= USING THE INFORMATION =
1. Write out the stretch of the article about Reece Yakubov from "Reece Yakubov's agenda" through "and tennis programs.", keeping every word unchanged.
2. Extend the article about Reece Yakubov's canceled spring season, starting right after its final sentence.

Reece Yakubov's agenda has changed significantly.

The COVID-19 coronavirus pandemic has put a damper on a summer usually filled with tennis and golf tournaments, but the St. Charles junior is doing his best to stay busy.

When Gov. Mike DeWine announced April 20 that school buildings would remain closed for the remainder of the school year and the OHSAA canceled the spring sports season later that day, Yakubov lost his chance to qualify for a third consecutive Division I state tennis tournament. As a result, the Upper Arlington resident is focusing on what he can control and preparing for his senior season with the St. Charles golf and tennis programs.

"Pretty much everything has been canceled for tennis and a lot of golf events are off," Yakubov said. "I have been working on my own.

"We know a couple of families that have private (tennis) courts, so I try to stay in shape that way. The golf courses are open so I have been playing with my brothers (Connor, a 2015 St. Charles graduate, and Evan, a 2017 St. Charles graduate). Scioto (Country Club) is about two minutes from our home and Brookside (Golf and Country Club) is pretty close, so that has helped a lot."

= DATA FOR REVIEW =

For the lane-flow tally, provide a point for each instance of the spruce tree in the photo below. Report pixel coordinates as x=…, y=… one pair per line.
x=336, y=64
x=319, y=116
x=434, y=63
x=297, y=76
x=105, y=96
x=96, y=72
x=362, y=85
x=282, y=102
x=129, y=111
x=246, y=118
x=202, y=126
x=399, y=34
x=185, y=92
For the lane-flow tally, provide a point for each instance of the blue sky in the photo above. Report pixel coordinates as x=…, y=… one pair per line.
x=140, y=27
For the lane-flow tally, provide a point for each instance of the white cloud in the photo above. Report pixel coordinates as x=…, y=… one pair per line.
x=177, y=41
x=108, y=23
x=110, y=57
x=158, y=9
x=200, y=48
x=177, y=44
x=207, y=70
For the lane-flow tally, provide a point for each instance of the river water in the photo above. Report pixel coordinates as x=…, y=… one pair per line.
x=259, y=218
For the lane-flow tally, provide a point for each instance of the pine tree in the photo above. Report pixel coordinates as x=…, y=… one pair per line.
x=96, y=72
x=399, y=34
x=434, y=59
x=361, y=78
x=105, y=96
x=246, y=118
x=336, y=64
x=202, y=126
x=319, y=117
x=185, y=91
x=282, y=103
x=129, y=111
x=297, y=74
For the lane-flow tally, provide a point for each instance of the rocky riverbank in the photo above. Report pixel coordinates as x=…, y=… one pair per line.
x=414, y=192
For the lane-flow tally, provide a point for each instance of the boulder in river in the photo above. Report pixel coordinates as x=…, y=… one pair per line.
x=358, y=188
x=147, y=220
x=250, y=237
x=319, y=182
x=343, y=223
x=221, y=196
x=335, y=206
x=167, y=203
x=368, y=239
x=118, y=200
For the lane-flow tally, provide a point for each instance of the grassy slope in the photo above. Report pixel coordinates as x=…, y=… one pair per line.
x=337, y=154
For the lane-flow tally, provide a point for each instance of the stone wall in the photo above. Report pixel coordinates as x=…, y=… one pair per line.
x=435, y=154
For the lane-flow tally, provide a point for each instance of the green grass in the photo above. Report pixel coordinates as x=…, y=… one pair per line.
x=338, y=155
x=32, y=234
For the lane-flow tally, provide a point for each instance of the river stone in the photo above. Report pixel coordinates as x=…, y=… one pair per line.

= RESPONSES BY TASK =
1.
Reece Yakubov's agenda has changed significantly.

The COVID-19 coronavirus pandemic has put a damper on a summer usually filled with tennis and golf tournaments, but the St. Charles junior is doing his best to stay busy.

When Gov. Mike DeWine announced April 20 that school buildings would remain closed for the remainder of the school year and the OHSAA canceled the spring sports season later that day, Yakubov lost his chance to qualify for a third consecutive Division I state tennis tournament. As a result, the Upper Arlington resident is focusing on what he can control and preparing for his senior season with the St. Charles golf and tennis programs.

2.
In tennis, Yakubov qualified for state in his first two seasons. Last spring as a sophomore, he went 1-1 in singles at Lindner Family Tennis Center in Mason, defeating Solon's Aaron Lee 6-0, 6-1 before losing to Springboro's Sainandan Dore 6-3, 6-3 in a quarterfinal.

That season, Yakubov finished 16-3 and won sectional and district championships, defeating Thomas Worthington's Kai Britz in both title matches.

As a freshman, Yakubov teamed with 2018 graduate Jack Dabek to finish runner-up at state in doubles, losing to New Albany's Devin Boyer and Nathan Jose 3-6, 7-5, 6-3 in the final.

"It all starts from within for Reece," Cardinals tennis coach Max Quinton said. "He has the ability to learn and he takes instruction well. His biggest asset is that he has a great heart, and he is a tremendous competitor.

"Reece is getting bigger and getting more confident. He's still working on his game, especially his short game. He can play back all day, but people work to bring him in (to the net). He has a good game going to the net, but he's not as much in his comfort zone. Once he realizes that he has those shots and consistently makes them, he'll really go to the next level."

In golf, Yakubov competed in the Division I state tournament at Ohio State's Scarlet Course as a sophomore in 2018. Last fall, he shot a 71 in the district tournament at Apple Valley and failed to advance to state.

He said golf and tennis complement each other well.

"One of the most difficult things for me in both sports is the mental aspect," Yakubov said. "Golf has taught me to play high-percentage shots and limit mistakes, and I try to do that in tennis as well.

"(In both sports) you're kind of out there on an island, and it's more of a marathon than a sprint. One hole in golf isn't going to change the whole round, and one point in tennis won't determine the outcome, either."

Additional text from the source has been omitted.